> TEXT PROVIDED:
+-------+

The Medicare part was even worse than what you painted. It was a charge based system vs. a cost based. Bascially, the AMA had been fighting Medicare legislation for passage so LBJ bought them off with allowing physicians and hospitals to charge whatever they felt was "usual and standard" and also had no reins on utilization either.

The tax law went for benefits went into effect during WWII. Remember much of the work force was made up of what were in effect single mothers (father overseas fighting). What better benefit to attract a single mother than "free" health care, right? That bit of tax code is a nasty legacy and I've carped about it here for as long as I've been posting here.

Why I keep pushing the concept of a universal coverage that stresses prevention and personal responsibility is that this is how society will receive a public good payback through a basic universal coverage. The problem is that many on the right will fight it due to the nasty word "universal" and many on the left will fight it because I think the best care for a 400lbs non-compliant diabetic that smokes two packs a day is hospice care. Many lefties will think everyone deserves utter and complete interventional care, no matter the clinical picture and life style choices made by the individual. They should be totally able to pay for any care they want, but I think all the public should provide this person is comfort/hospice style care. (Please no one fixate on the example, think big picture).


----------



## Mark from Plano (Jan 29, 2007)

Wayfarer said:


> Mark:
> 
> The Medicare part was even worse than what you painted. It was a charge based system vs. a cost based. Bascially, the AMA had been fighting Medicare legislation for passage so LBJ bought them off with allowing physicians and hospitals to charge whatever they felt was "usual and standard" and also had no reins on utilization either.
> 
> ...


I guess my problem with universal healthcare is that it is like we've been running in the wrong direction for years getting farther and farther from our goals, so the solution is to simply run faster, but not change directions. Not sure why that makes any sense.


----------



## Phinn (Apr 18, 2006)

> Go salaí na gráinneoga cealgrúnacha do chuid calóga arbhair.


Go gcreime maorlathaí míthrócaireach do chuid calóga arbhair.


----------



## hopkins_student (Jun 25, 2004)

Laxplayer and Phinn, English only at the table please.


----------



## hopkins_student (Jun 25, 2004)

JRR said:


> https://abcnews.go.com/2020/story?id=3602626&page=1


Great article. And for every one of those, how many are there about people who can't afford health insurance (which is entirely separate from health care)? I'm guessing one or two hundred.


----------



## Phinn (Apr 18, 2006)

> I guess my problem with universal healthcare is that it is like we've been running in the wrong direction for years getting farther and farther from our goals, so the solution is to simply run faster, but not change directions. Not sure why that makes any sense.


After several decades of this behavior, the only rational conclusion is that a result that is "farther and farther from our goals" is, in fact, closer and closer to _their_ goals.


----------



## Badrabbit (Nov 18, 2004)

I think it is funny that the majority of people are so ignorant that they think the government has its own money. As if the government "paying" for something somehow alleviates the burden on the populace when all it really does is make the whole damned process less efficient.

+-------+

(Source data)
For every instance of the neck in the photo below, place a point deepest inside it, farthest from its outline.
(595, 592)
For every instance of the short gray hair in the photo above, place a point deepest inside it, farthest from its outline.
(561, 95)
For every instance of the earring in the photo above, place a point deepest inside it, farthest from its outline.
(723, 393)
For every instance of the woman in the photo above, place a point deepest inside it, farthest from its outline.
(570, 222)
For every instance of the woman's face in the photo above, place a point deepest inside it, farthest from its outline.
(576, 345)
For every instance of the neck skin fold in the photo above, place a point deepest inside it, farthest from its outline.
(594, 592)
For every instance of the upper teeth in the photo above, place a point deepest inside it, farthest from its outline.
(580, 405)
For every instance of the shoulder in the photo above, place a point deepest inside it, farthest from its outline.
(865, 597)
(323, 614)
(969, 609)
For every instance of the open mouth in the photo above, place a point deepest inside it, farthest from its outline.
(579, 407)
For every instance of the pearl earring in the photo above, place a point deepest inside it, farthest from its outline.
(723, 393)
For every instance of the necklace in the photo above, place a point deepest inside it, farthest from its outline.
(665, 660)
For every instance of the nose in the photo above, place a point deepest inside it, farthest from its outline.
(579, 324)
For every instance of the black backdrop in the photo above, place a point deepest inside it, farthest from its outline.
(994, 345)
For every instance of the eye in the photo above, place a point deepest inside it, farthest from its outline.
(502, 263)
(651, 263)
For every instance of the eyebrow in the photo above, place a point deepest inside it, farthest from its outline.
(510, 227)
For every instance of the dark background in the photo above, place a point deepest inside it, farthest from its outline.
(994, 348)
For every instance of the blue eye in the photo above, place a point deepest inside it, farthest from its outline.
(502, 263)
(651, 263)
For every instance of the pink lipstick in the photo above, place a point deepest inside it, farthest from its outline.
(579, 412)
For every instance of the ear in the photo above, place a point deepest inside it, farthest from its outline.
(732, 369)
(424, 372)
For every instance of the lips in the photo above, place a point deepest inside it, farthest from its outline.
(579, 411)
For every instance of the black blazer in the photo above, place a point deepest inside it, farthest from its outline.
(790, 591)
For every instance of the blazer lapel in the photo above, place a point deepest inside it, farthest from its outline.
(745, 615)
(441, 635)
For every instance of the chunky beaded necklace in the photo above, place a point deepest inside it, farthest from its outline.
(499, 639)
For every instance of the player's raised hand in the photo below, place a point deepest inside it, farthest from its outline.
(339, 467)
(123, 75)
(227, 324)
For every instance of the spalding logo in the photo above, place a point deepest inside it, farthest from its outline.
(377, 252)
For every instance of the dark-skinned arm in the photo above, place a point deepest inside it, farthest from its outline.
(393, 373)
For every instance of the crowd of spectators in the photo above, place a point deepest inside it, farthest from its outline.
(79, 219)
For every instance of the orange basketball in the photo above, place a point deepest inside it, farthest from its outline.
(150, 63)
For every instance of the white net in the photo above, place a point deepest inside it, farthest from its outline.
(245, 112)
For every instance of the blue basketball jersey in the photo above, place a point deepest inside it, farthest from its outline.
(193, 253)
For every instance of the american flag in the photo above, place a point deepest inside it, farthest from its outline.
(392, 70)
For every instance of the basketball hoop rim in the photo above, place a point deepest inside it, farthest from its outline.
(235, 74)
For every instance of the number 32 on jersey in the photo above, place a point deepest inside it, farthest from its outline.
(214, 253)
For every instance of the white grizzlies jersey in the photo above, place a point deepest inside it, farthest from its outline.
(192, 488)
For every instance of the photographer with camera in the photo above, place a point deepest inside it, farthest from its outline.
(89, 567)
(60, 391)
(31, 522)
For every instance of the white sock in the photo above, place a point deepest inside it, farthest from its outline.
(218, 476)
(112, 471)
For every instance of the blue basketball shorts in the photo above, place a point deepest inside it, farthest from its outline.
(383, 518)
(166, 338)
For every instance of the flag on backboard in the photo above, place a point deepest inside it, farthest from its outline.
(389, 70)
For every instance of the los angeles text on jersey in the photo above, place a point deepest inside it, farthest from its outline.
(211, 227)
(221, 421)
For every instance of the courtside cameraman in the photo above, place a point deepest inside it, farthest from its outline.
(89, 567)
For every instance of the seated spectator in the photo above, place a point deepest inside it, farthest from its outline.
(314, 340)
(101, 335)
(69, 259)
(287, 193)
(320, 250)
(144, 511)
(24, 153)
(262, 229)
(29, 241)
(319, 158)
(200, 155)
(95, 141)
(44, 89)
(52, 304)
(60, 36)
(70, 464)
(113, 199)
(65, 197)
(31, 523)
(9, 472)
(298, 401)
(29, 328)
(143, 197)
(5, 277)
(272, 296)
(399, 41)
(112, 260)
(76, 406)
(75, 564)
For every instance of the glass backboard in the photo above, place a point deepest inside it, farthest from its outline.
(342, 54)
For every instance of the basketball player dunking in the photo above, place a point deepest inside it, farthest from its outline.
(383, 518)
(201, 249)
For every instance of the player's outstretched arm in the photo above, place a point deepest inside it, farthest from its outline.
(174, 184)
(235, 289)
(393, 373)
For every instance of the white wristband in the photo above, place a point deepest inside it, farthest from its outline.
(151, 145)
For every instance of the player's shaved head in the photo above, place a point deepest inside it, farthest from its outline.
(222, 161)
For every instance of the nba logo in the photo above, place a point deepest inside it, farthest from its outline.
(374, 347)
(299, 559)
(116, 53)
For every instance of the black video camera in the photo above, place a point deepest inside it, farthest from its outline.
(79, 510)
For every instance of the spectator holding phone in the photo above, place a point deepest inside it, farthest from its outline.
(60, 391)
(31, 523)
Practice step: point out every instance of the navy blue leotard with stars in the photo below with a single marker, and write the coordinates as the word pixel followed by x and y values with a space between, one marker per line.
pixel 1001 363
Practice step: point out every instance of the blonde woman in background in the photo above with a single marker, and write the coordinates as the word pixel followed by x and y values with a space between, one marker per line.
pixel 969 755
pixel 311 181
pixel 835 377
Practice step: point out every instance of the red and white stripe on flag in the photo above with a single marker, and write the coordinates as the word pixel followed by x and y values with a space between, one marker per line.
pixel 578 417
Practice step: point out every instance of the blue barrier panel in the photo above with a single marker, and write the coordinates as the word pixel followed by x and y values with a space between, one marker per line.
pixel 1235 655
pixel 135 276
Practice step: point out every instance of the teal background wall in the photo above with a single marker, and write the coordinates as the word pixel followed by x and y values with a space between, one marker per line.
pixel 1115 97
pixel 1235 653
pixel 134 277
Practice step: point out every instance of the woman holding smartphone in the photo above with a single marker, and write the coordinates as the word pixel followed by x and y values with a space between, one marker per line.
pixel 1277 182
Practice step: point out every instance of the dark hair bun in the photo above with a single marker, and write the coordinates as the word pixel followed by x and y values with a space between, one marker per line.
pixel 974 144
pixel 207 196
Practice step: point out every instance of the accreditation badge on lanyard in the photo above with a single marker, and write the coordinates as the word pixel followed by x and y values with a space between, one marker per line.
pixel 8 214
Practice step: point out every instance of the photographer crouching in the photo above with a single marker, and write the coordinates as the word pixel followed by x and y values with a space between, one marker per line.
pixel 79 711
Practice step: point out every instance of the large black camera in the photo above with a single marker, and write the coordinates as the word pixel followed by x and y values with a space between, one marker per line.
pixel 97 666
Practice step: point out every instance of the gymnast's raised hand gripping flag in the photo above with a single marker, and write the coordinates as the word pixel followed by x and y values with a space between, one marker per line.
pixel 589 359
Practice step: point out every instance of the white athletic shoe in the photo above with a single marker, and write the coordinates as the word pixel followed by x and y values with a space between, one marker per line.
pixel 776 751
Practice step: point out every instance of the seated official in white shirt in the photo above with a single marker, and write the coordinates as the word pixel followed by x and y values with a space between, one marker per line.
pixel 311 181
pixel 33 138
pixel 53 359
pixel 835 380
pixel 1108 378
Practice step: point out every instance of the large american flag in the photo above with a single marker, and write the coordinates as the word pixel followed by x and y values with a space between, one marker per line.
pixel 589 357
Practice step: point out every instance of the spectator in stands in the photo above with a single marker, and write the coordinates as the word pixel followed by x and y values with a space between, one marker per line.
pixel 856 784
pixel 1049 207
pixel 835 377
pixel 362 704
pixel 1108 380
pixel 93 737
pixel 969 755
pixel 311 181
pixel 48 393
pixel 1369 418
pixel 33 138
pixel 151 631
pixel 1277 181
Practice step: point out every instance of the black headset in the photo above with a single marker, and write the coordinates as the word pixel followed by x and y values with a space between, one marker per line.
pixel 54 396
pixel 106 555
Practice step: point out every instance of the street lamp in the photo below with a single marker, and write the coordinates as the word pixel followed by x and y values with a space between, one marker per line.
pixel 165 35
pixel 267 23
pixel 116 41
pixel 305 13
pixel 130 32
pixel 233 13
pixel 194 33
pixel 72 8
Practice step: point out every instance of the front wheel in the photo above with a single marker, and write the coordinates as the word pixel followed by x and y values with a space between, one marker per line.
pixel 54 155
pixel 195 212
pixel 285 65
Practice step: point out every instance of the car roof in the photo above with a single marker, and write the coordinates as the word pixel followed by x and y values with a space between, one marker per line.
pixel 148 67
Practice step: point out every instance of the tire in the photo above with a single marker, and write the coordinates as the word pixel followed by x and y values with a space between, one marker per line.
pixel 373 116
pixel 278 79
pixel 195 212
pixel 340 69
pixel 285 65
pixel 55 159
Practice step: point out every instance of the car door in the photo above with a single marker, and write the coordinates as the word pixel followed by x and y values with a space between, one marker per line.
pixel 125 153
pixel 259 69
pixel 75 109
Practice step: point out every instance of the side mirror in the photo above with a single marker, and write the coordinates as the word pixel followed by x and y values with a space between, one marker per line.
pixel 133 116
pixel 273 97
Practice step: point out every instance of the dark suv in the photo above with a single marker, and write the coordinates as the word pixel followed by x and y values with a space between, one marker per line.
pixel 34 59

+-------+

> EXERCISE: Continue the forum discussion about health care coverage from the point where it stops.

> RESPONSE BOX:
The real reason healthcare costs are rising is because the government got involved in the first place. Complying with the idiotic red tape associated with the 15 million goverment programs covered under Medicare and Medicaid cost healthcare companies bundles and they pass it on to the consumer.


----------



## Wayfarer (Mar 19, 2006)

Mark:

Do not forget, you are talking to a guy that grew up in Canada and has made health care management his career. I am totally with you most other countries have bungled universal coverage. The major reason is that they have made this coverage comprehensive. If you notice, I always want severe limits on what is covered. Also, these other countries have either outlawed private insurance plans or marginalized them. I would propose neither of those choices but rather have a strong, market driven tier of private insurance. Medicare and Medicaid would also be history, as would every other single government based system, including the VA (although vets would have seperate coverage expansions, i.e. service related things covered even if they are not in the larger plan for the general public).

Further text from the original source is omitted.